**DIRECTIONS**.
Please reproduce only the lines below from the line with "Goal: Detect the refrigerator door handle" to the line with "xmin=296 ymin=300 xmax=384 ymax=321", both included, scaling the coordinates in the answers by 1.55 and rounding each to a whole number, with halves rounded up. Keep every other number unchanged.

--- START RECORDS SUPPLIED ---

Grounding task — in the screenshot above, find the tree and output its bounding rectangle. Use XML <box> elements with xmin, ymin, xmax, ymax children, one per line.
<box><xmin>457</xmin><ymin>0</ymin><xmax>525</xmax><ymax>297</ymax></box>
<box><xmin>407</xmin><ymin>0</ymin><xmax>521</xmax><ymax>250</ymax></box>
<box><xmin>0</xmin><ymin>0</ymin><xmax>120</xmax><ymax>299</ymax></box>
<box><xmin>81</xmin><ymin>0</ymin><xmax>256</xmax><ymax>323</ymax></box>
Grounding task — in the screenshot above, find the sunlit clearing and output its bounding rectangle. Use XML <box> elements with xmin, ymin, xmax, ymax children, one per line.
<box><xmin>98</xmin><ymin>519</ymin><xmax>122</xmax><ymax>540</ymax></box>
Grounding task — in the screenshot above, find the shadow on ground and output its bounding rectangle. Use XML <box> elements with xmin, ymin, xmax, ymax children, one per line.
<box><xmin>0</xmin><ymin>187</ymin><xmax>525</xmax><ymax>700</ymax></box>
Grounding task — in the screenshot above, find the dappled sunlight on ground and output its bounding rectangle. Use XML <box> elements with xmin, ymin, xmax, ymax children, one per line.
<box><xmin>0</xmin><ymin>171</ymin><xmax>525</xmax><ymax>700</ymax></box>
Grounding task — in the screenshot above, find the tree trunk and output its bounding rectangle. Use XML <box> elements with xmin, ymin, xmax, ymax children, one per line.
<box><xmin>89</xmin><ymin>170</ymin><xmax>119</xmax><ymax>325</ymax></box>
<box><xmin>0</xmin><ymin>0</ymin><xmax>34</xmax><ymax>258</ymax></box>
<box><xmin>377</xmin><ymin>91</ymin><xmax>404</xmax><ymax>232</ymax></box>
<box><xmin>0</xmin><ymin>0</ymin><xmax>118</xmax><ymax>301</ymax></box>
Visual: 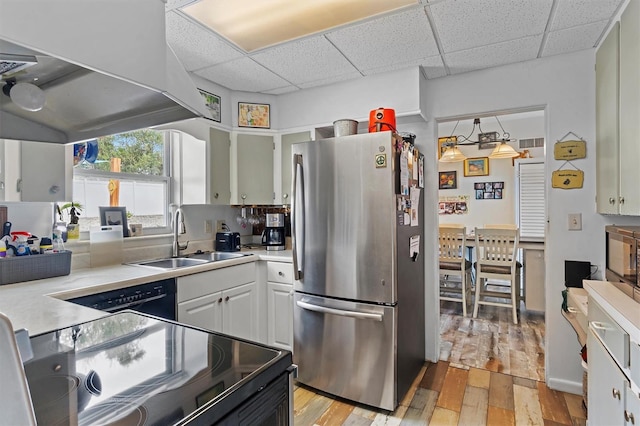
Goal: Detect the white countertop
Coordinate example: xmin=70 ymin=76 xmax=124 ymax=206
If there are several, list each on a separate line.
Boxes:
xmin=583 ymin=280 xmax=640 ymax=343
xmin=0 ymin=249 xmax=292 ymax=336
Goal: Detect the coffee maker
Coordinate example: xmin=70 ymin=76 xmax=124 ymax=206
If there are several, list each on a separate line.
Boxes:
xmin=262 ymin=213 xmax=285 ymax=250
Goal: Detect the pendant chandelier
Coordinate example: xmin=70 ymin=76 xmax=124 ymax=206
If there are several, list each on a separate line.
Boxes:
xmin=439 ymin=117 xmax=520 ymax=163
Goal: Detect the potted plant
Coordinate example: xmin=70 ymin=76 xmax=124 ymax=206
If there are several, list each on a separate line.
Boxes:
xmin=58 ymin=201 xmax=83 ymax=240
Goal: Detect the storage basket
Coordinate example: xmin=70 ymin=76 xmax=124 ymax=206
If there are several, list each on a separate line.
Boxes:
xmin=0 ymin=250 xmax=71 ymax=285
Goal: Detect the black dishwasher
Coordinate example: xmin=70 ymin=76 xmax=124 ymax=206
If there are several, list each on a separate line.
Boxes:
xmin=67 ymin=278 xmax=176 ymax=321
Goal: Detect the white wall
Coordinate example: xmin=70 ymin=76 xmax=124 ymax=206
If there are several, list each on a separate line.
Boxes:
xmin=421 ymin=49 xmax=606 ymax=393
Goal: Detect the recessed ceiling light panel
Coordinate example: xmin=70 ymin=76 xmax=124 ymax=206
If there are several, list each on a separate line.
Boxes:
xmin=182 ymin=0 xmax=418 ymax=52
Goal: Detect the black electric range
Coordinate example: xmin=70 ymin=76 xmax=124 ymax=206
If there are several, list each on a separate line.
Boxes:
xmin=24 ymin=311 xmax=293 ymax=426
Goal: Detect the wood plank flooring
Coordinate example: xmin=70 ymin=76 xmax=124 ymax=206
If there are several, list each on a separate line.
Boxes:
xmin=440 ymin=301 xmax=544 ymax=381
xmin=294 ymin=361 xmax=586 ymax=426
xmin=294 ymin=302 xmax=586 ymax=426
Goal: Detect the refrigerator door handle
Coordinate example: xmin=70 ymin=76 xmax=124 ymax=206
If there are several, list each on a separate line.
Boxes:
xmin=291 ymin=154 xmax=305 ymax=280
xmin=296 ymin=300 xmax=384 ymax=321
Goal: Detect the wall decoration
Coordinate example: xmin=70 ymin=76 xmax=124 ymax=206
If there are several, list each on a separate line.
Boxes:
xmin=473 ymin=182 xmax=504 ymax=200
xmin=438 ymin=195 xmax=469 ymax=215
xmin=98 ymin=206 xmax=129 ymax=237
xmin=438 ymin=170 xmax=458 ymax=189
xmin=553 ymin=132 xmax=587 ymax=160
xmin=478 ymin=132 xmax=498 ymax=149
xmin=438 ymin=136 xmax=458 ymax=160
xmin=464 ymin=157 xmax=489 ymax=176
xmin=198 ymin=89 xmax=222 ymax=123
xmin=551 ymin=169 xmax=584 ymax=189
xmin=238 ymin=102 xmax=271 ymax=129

--- END RECORDS SUPPLIED ---

**SOLVED PROBLEM**.
Goal: Detect the refrigerator door handle
Coordinate example: xmin=70 ymin=76 xmax=124 ymax=206
If there are several, list each on a separate line.
Boxes:
xmin=451 ymin=239 xmax=473 ymax=434
xmin=459 ymin=465 xmax=595 ymax=498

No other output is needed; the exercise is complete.